WHAT IS BEING ASKED: Render the lines from the first one through the line with "pixel 60 233", and no others, as a Markdown table with the columns Row and Line, numbering each row and skipping blank lines. Leave the pictures out.
* Begin GIVEN DATA *
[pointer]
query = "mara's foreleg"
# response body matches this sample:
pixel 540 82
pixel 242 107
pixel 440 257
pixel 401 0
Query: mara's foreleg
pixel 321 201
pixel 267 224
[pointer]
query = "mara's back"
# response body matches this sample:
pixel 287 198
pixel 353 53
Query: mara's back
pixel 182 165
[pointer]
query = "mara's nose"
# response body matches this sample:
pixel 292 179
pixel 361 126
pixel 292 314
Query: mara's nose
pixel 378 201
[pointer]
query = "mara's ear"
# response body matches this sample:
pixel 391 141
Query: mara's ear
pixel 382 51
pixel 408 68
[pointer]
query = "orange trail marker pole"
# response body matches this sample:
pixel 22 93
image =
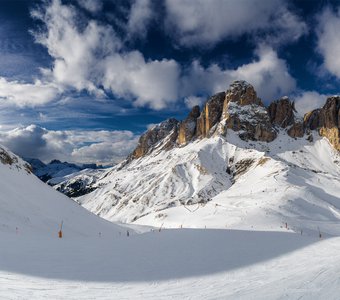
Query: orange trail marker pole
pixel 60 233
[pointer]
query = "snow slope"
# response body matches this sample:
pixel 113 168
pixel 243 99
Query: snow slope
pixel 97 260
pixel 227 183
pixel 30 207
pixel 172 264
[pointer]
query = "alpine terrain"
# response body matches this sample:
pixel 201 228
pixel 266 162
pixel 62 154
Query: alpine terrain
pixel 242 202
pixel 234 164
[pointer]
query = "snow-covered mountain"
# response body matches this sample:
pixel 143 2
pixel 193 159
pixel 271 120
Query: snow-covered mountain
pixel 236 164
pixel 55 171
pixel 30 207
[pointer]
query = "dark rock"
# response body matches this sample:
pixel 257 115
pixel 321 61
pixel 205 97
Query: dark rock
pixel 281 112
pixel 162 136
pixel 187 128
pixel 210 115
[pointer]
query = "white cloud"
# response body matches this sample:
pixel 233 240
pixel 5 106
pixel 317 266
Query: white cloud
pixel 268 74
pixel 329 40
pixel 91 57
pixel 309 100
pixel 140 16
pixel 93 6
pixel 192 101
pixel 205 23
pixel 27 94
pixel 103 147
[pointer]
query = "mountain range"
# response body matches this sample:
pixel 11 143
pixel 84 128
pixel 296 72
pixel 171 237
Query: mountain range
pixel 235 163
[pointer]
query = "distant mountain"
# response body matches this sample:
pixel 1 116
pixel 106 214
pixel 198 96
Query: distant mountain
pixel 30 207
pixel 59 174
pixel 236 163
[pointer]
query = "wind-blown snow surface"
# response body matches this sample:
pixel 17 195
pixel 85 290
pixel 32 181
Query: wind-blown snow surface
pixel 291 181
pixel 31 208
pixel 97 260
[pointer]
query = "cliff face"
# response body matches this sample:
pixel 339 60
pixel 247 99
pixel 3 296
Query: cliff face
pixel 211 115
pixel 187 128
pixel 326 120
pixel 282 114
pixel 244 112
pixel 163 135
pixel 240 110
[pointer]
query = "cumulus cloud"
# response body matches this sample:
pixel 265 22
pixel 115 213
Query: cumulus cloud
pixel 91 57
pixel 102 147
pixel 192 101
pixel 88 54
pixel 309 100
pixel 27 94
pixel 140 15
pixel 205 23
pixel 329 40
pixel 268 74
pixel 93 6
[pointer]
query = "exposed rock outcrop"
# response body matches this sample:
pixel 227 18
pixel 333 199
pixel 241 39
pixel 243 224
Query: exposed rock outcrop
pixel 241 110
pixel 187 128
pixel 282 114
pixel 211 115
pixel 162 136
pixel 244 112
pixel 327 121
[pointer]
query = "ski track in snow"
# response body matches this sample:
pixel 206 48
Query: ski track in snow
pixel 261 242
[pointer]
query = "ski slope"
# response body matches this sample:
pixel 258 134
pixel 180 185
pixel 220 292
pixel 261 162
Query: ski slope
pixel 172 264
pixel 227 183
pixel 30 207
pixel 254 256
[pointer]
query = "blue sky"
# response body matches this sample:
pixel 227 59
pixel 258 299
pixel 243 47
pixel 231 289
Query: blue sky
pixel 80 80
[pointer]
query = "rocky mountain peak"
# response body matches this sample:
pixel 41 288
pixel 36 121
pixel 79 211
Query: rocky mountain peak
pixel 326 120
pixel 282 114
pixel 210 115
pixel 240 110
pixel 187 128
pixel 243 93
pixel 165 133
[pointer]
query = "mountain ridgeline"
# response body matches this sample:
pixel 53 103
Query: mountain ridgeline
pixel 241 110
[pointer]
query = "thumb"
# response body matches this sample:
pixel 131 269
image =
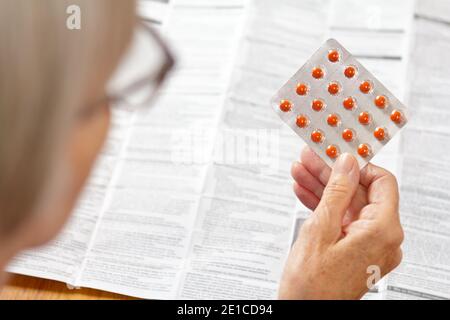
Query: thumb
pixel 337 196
* End GIVEN DATA *
OUTPUT FOR THIS TASK:
| Row | Line |
|---|---|
| 1 | [pointer] |
| 2 | query = "mara's foreleg" |
| 3 | # response body matches this sample: |
| 4 | pixel 540 82 |
| 5 | pixel 242 107 |
| 6 | pixel 440 257 |
| 7 | pixel 401 0 |
| 8 | Query: mara's foreleg |
| 9 | pixel 321 201 |
| 10 | pixel 267 224 |
| 11 | [pointer] |
| 12 | query = "mara's back" |
| 13 | # response body matches this sample: |
| 14 | pixel 287 198 |
| 15 | pixel 353 53 |
| 16 | Query: mara's back |
| 17 | pixel 182 165 |
| 18 | [pointer] |
| 19 | query = "mara's nose" |
| 20 | # response body matches this sample: |
| 21 | pixel 292 179 |
| 22 | pixel 361 126 |
| 23 | pixel 292 314 |
| 24 | Query: mara's nose |
| 25 | pixel 378 201 |
| 26 | [pointer] |
| 27 | query = "mara's ear" |
| 28 | # response body matches this sample: |
| 29 | pixel 391 141 |
| 30 | Query: mara's ear |
| 31 | pixel 382 51 |
| 32 | pixel 408 68 |
| 33 | [pointer] |
| 34 | query = "orange trail marker pole" |
| 35 | # response body matches this sample: |
| 36 | pixel 22 93 |
| 37 | image = |
| 38 | Query: orange trail marker pole |
| 39 | pixel 60 233 |